◆ Exercise directions
Set out the items as a numbered list, skipping blank lines, starting at the line that contains "Return the mask of every instance of the terracotta" and ending at the last line of the items, with both ends included.

◆ Record excerpts

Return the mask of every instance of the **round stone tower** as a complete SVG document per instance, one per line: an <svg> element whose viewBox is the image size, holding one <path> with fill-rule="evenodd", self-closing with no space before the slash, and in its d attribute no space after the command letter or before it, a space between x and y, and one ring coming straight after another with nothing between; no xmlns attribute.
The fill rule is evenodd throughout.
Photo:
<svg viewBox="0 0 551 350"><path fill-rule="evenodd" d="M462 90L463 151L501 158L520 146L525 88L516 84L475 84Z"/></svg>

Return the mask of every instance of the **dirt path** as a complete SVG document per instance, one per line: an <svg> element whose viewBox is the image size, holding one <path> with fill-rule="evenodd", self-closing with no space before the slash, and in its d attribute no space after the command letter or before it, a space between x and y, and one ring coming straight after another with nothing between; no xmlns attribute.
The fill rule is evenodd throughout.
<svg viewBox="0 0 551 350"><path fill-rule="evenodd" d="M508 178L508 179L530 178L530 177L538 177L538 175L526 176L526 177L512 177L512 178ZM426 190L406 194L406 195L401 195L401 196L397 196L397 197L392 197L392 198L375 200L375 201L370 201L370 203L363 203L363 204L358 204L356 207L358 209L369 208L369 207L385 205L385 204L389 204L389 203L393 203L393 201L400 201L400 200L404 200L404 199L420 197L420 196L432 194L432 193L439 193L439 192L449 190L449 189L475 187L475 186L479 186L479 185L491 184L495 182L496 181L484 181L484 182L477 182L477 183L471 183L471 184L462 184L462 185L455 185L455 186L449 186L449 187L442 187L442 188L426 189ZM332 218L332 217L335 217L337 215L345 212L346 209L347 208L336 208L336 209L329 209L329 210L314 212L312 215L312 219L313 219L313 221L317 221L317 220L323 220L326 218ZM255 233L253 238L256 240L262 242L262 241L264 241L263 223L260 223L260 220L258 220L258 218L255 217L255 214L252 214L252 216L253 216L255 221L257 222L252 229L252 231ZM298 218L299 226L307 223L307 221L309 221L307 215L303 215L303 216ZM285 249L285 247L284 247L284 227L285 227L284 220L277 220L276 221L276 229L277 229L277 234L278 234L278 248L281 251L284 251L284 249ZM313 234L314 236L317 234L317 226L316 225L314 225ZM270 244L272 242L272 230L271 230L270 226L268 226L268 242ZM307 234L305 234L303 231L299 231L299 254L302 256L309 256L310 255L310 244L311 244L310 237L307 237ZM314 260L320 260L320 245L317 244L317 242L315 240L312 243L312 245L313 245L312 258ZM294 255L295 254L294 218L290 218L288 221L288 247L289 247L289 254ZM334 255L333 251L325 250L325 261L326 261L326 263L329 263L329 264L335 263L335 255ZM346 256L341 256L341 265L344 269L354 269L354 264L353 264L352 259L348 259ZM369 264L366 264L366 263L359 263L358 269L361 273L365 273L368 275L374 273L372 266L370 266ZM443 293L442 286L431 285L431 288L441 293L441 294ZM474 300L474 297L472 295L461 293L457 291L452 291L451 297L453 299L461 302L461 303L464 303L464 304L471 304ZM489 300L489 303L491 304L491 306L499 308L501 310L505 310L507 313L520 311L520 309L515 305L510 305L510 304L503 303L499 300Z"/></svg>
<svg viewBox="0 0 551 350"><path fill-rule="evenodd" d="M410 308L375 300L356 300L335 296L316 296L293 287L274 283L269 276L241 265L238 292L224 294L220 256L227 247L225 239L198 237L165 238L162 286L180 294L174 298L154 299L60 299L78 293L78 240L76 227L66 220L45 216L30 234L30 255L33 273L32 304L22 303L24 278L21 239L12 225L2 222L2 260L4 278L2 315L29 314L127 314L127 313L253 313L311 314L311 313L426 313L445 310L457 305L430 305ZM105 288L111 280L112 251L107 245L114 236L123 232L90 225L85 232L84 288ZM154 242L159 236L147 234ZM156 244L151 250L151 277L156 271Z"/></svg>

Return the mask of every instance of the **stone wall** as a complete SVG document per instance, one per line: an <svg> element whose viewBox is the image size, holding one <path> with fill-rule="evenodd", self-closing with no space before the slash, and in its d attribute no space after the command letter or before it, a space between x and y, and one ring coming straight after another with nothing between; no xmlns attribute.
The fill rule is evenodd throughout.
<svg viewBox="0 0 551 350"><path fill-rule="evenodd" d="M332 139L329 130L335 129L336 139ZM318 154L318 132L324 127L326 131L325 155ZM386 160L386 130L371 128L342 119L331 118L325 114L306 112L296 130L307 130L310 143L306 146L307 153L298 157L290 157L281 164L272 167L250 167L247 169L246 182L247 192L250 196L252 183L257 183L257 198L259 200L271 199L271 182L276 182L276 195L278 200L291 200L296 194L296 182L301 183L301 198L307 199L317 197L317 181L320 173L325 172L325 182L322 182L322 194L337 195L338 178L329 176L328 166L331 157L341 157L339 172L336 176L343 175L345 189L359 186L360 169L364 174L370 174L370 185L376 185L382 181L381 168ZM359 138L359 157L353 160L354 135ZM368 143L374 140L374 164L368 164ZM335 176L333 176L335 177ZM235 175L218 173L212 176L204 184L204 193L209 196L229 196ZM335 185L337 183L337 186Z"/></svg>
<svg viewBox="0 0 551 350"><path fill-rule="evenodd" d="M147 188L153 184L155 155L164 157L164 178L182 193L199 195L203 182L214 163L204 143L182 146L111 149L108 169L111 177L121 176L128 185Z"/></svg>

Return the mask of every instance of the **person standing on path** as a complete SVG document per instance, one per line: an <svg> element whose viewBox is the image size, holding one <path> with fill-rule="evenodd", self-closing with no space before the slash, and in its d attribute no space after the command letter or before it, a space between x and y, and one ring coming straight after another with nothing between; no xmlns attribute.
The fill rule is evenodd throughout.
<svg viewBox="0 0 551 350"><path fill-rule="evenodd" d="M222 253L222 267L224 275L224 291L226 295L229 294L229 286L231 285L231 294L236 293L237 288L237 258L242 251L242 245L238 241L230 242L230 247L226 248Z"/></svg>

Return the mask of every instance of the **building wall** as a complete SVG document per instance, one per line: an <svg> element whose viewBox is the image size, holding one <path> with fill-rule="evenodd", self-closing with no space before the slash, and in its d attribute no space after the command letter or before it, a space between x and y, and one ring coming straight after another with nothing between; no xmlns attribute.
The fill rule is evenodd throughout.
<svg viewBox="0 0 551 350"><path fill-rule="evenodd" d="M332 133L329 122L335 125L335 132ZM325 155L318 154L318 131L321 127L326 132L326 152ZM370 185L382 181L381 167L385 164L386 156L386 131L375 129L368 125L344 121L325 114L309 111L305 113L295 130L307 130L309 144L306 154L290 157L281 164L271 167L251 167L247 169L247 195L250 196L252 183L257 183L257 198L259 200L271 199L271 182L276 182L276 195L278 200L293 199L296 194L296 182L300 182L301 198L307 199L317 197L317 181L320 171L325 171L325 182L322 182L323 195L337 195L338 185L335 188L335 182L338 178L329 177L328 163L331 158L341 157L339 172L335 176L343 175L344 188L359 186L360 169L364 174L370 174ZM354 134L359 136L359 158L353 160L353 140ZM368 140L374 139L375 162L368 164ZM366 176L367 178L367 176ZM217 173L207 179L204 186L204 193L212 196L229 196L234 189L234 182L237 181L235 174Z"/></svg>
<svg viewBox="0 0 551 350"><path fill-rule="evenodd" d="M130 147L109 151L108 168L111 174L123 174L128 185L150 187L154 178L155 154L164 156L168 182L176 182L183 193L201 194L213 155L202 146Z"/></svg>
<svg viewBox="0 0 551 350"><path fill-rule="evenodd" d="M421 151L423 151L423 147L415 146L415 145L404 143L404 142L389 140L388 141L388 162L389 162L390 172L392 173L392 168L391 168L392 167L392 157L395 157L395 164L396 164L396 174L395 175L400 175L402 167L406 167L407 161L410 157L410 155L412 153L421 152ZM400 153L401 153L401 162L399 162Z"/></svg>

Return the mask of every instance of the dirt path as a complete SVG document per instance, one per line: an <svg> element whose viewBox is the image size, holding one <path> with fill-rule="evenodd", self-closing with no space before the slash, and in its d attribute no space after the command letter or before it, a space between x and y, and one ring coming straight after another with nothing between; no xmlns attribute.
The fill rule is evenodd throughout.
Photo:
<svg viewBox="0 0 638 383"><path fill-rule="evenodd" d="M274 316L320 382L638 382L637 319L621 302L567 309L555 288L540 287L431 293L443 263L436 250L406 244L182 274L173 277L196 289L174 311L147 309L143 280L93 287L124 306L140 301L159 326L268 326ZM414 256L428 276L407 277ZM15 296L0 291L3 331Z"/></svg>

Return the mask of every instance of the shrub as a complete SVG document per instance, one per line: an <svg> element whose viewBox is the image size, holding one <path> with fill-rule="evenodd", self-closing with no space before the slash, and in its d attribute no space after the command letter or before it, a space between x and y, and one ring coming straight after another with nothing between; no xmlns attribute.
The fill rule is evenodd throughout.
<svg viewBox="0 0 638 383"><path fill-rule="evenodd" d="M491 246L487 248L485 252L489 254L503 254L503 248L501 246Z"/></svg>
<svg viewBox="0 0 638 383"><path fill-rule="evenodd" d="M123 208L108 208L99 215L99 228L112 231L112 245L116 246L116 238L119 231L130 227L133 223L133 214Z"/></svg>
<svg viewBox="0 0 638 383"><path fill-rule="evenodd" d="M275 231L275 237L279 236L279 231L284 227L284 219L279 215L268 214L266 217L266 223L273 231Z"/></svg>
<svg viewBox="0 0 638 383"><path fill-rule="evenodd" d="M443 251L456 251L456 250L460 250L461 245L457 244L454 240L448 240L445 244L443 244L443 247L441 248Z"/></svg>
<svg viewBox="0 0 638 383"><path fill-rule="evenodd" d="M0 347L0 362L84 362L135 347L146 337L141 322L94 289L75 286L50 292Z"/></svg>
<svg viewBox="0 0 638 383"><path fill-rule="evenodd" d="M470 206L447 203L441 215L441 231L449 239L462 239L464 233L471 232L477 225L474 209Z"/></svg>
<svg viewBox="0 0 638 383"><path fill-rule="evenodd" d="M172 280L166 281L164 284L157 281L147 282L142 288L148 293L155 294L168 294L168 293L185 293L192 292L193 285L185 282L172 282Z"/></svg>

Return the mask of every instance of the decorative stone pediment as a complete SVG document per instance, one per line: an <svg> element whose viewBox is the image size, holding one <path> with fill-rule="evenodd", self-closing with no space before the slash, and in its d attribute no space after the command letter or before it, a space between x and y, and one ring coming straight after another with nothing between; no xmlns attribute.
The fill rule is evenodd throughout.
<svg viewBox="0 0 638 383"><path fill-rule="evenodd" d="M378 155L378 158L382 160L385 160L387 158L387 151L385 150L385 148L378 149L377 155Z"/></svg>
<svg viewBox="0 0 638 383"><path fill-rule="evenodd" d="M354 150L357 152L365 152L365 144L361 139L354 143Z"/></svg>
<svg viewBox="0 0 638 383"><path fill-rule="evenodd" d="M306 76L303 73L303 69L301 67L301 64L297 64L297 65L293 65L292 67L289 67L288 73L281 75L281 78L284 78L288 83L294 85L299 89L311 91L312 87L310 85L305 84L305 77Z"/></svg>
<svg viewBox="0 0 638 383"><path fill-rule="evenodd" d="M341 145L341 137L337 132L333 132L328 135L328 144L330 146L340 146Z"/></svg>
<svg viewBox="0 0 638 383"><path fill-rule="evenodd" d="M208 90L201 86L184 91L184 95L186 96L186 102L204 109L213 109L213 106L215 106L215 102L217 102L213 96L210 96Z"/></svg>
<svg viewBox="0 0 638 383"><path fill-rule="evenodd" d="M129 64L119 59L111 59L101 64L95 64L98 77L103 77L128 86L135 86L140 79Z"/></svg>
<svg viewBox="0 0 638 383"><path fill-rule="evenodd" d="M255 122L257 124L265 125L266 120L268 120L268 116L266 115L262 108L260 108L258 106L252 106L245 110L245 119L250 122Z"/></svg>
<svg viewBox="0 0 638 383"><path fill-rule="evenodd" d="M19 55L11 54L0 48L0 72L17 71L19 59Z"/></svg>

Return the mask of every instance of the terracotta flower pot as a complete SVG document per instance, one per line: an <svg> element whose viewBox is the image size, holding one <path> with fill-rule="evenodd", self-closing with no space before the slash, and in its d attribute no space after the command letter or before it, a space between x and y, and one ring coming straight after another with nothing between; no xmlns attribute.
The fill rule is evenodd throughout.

◆ Reply
1. Return the mask of every instance of the terracotta flower pot as a complete SVG document per instance, one per line: an <svg> element whose viewBox is the image size, holding one <path> with fill-rule="evenodd", self-closing with no space before the slash, and in its d attribute no space after the command letter or before it, a space between x and y, and one ring coming straight after another with nothing between; no xmlns attribute.
2. The fill rule is evenodd throughout.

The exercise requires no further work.